▸ **Material for this task**:
::::

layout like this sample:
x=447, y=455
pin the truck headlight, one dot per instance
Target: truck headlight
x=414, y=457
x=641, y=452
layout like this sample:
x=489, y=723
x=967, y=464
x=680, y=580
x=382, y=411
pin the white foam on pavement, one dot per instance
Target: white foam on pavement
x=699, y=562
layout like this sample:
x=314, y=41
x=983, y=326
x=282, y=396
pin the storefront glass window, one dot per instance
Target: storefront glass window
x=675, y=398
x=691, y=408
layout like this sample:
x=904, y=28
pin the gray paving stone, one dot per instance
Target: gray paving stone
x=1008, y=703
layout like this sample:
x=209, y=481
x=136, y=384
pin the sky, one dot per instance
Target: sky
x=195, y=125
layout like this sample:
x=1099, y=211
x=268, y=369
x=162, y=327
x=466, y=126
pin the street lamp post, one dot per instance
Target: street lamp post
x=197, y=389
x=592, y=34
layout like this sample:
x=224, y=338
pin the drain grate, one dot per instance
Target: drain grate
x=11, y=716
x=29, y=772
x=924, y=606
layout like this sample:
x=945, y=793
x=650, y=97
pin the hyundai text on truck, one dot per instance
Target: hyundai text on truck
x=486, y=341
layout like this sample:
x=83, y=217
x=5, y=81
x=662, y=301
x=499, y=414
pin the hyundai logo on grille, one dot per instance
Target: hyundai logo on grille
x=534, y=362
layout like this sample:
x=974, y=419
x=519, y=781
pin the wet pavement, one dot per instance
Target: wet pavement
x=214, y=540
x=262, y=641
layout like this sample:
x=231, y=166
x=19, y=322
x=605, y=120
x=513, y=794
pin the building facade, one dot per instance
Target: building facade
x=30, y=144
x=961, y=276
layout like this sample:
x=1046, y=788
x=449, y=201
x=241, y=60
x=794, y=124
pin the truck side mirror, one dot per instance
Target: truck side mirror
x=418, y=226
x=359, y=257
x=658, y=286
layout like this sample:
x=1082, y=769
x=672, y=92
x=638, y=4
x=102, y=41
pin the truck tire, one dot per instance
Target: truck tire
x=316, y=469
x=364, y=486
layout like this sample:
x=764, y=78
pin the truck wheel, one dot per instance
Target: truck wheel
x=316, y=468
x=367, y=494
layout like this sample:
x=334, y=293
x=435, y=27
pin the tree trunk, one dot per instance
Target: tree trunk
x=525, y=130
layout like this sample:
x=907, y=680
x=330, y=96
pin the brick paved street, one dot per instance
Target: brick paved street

::::

▸ **Work instructions**: Copy out the rows from the very first one through the line containing "x=592, y=34", both included, character for character.

▸ **Result of the exercise**:
layout like this sample:
x=447, y=455
pin the truck headlight, one dot per instance
Target: truck headlight
x=414, y=457
x=641, y=452
layout like this sample:
x=489, y=723
x=967, y=464
x=680, y=580
x=382, y=411
pin the white foam on pavement, one dot per instance
Target: white foam on pavement
x=699, y=562
layout like this sample:
x=314, y=41
x=983, y=326
x=282, y=396
pin the storefront glass window, one dot per instance
Target: storefront glass window
x=675, y=398
x=691, y=408
layout like this sample:
x=904, y=28
pin the gray paving stone, one dot per instance
Target: gray paving stone
x=1008, y=703
layout like this sample:
x=209, y=481
x=136, y=384
pin the sky, one dot per instance
Target: sky
x=195, y=125
layout like this sample:
x=1099, y=211
x=268, y=369
x=162, y=327
x=466, y=126
pin the street lamp post, one dot per instance
Target: street lamp post
x=197, y=389
x=592, y=34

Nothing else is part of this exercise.